Birçok temel şeyi o oyunda pişerek öğrenmişimdir
◼ Dot çok güzel bir oluşumdu ilk kurulma hikâyesinden beri oyunlarını takip ettim, televizyon için çekimler yapmıştım hatta “Karatavuk” oyununu izlemiştim küçük oyuncunun siz olduğunuzu araştırırken fark ettim. Sizin için nasıl bir tecrübeydi ve sahnede olmak sanki bambaşka bir duygu değil mi?
Teşekkür ederim, insanların benim Karatavuk’taki küçük kız olmama şaşırmasına seviniyorum, oyunu seyretmiş oldukları için. Ben o dönem Güzel Sanatlar Lisesi’nde tiyatro okuyordum. Okuldan öğretmenim Gökçer Genç ‘Böcek’ oyununda oynuyordu, beni o önerdi. Emre Koyuncuoğlu, Cüneyt Türel(sevgiyle anıyorum, daha sonra üniversitede öğretmenim de oldu) Mine Tugay ile bir okuma aldık ve beni böylece denediler. Hayatımın en güzel dönemlerinden biriydi Mısır Apartmanı gibi tarihi bir yerde, benim de o dönem çok merak ettiğim bir tiyatroda, böyle güçlü bir tekstle, çağdaş tiyatronun yetiştirdiği en önemli kadın rejisörlerden birinin yönetiminde, böyle değerli oyuncular ve ekiple sahnede olmak çok özel bir başlangıçtı sahne hayatım için. Birçok temel şeyi o oyunda pişerek öğrenmişimdir.

- [Sağlanan veriler]:
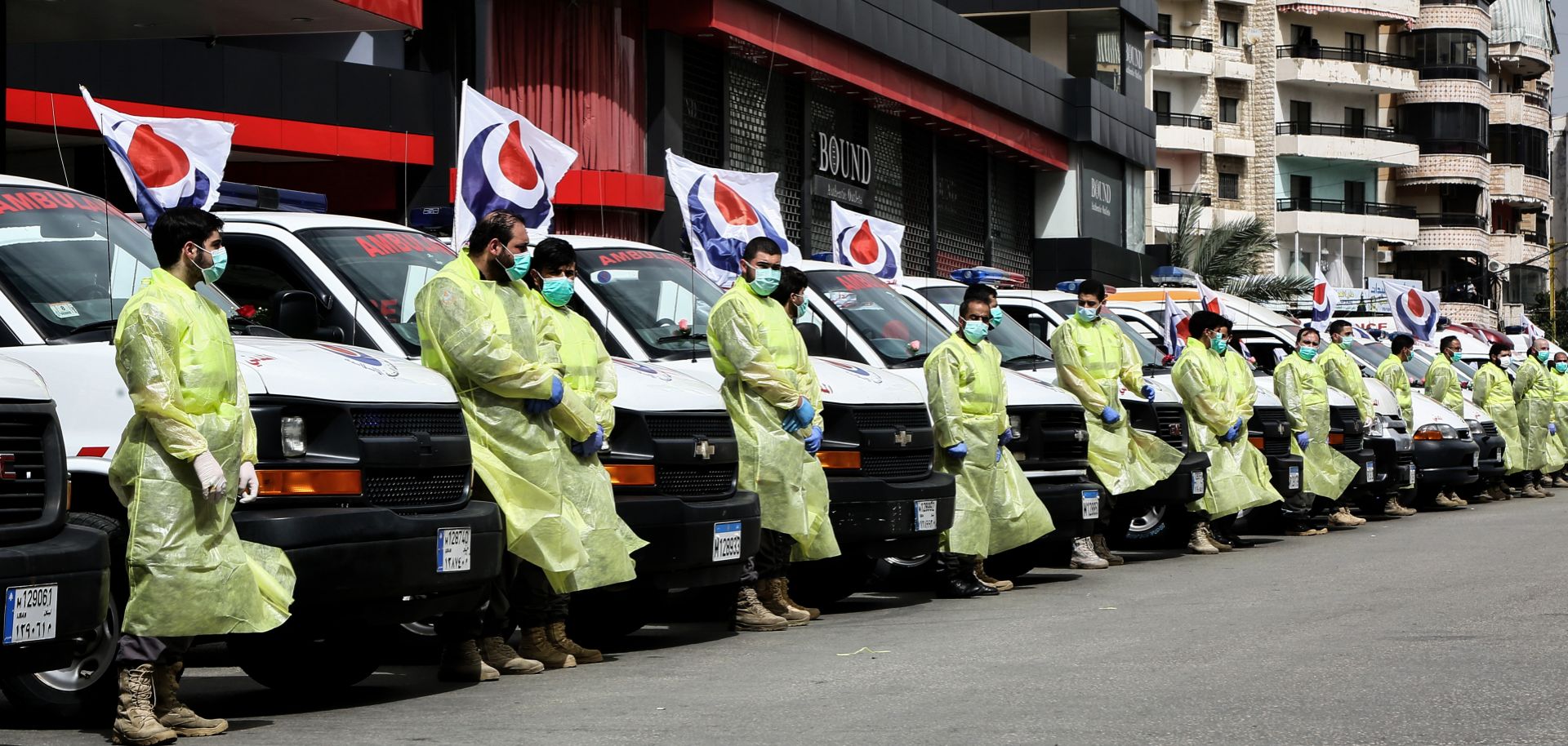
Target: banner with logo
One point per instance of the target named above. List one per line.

- [Yapılacak iş]: Kaynak metnin "Teşekkür ederim, insanların" ile başlayıp "oyunda pişerek öğrenmişimdir." ile biten bölümünü, "tekstle" yerine "metinle" koyarak yeniden yazınız. Satırlar bu çalışmada kullanılmayacaktır.

- [Görevin sonucu]:
Teşekkür ederim, insanların benim Karatavuk’taki küçük kız olmama şaşırmasına seviniyorum, oyunu seyretmiş oldukları için. Ben o dönem Güzel Sanatlar Lisesi’nde tiyatro okuyordum. Okuldan öğretmenim Gökçer Genç ‘Böcek’ oyununda oynuyordu, beni o önerdi. Emre Koyuncuoğlu, Cüneyt Türel(sevgiyle anıyorum, daha sonra üniversitede öğretmenim de oldu) Mine Tugay ile bir okuma aldık ve beni böylece denediler. Hayatımın en güzel dönemlerinden biriydi Mısır Apartmanı gibi tarihi bir yerde, benim de o dönem çok merak ettiğim bir tiyatroda, böyle güçlü bir metinle, çağdaş tiyatronun yetiştirdiği en önemli kadın rejisörlerden birinin yönetiminde, böyle değerli oyuncular ve ekiple sahnede olmak çok özel bir başlangıçtı sahne hayatım için. Birçok temel şeyi o oyunda pişerek öğrenmişimdir.